* Excerpt to read *
It really depends which edges you find rough. Maybe we don't have the same needs. I try to use mostly open source apps and sync my calendar, contacts, files, notes and podcasts via Nextcloud. I use sandboxed Google Play Services for the small handful of apps I need but can't get any other way, everything else comes from the various open stores like F-Droid, Aurora, Accrescent, and Obtainium.
I've used countless ROMs over the years, as well as stock android, AOSP, cyanogen mod, later lineage os., caylx etc., without google, with microg etc.
Honestly Graphene is the first where everything just worked, and gave me the option to take or leave google apps, and have them in a sandbox if I desired.
Probably the first time I haven't felt the need to root or install magisk modules to customize behavior.
For me it's like having your cake and eating it too.
To be honest, and this probably seems minor / trivial, but one of the only things I miss about using GOS is the ability to turn on the flash light by holding the power or whatever other button.
I'm curious about the rough edges you experienced.

* Source information *

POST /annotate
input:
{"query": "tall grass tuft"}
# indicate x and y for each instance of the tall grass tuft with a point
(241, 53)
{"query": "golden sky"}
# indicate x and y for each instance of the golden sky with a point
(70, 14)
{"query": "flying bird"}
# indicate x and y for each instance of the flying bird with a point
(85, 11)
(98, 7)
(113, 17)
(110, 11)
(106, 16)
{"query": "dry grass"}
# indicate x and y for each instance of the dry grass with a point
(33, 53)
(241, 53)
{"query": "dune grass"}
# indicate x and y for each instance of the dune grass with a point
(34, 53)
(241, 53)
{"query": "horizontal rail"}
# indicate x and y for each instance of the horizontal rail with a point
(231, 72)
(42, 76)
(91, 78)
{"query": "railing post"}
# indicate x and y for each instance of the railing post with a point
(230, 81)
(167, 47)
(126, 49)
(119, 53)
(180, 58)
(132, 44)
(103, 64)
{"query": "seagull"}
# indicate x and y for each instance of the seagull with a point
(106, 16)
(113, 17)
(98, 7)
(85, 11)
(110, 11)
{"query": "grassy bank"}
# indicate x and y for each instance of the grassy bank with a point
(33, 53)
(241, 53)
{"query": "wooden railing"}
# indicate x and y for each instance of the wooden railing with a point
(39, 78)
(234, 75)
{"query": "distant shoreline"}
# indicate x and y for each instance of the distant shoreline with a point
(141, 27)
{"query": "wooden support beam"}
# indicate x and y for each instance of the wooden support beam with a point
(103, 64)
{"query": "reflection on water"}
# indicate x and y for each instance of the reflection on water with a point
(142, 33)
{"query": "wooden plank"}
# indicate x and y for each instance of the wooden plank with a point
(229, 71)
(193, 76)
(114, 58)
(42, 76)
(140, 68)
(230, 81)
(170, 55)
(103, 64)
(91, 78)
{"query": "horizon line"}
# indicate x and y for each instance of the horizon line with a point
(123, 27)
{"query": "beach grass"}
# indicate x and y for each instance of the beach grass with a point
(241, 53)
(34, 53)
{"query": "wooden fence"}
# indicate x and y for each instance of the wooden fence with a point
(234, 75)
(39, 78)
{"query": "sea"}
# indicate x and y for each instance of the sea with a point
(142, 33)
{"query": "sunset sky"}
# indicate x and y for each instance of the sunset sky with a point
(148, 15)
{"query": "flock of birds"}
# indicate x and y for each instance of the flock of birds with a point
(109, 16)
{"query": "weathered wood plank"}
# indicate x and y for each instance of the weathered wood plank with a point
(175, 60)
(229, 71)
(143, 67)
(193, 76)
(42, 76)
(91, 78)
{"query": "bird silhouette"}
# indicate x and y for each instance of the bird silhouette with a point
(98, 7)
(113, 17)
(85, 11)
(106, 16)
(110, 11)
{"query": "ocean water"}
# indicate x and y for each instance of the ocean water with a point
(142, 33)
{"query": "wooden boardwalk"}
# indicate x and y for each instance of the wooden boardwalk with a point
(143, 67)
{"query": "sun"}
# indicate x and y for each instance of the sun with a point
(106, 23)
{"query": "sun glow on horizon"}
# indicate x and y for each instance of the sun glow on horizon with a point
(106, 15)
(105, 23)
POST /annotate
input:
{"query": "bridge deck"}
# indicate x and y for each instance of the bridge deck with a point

* Work instructions *
Copy the comment on Graphene from "It really depends" to "to customize behavior.", renaming "Nextcloud" to "Syncthing" wherever it occurs. The rows aren't needed for anything here.

* Exercise result *
It really depends which edges you find rough. Maybe we don't have the same needs. I try to use mostly open source apps and sync my calendar, contacts, files, notes and podcasts via Syncthing. I use sandboxed Google Play Services for the small handful of apps I need but can't get any other way, everything else comes from the various open stores like F-Droid, Aurora, Accrescent, and Obtainium.
I've used countless ROMs over the years, as well as stock android, AOSP, cyanogen mod, later lineage os., caylx etc., without google, with microg etc.
Honestly Graphene is the first where everything just worked, and gave me the option to take or leave google apps, and have them in a sandbox if I desired.
Probably the first time I haven't felt the need to root or install magisk modules to customize behavior.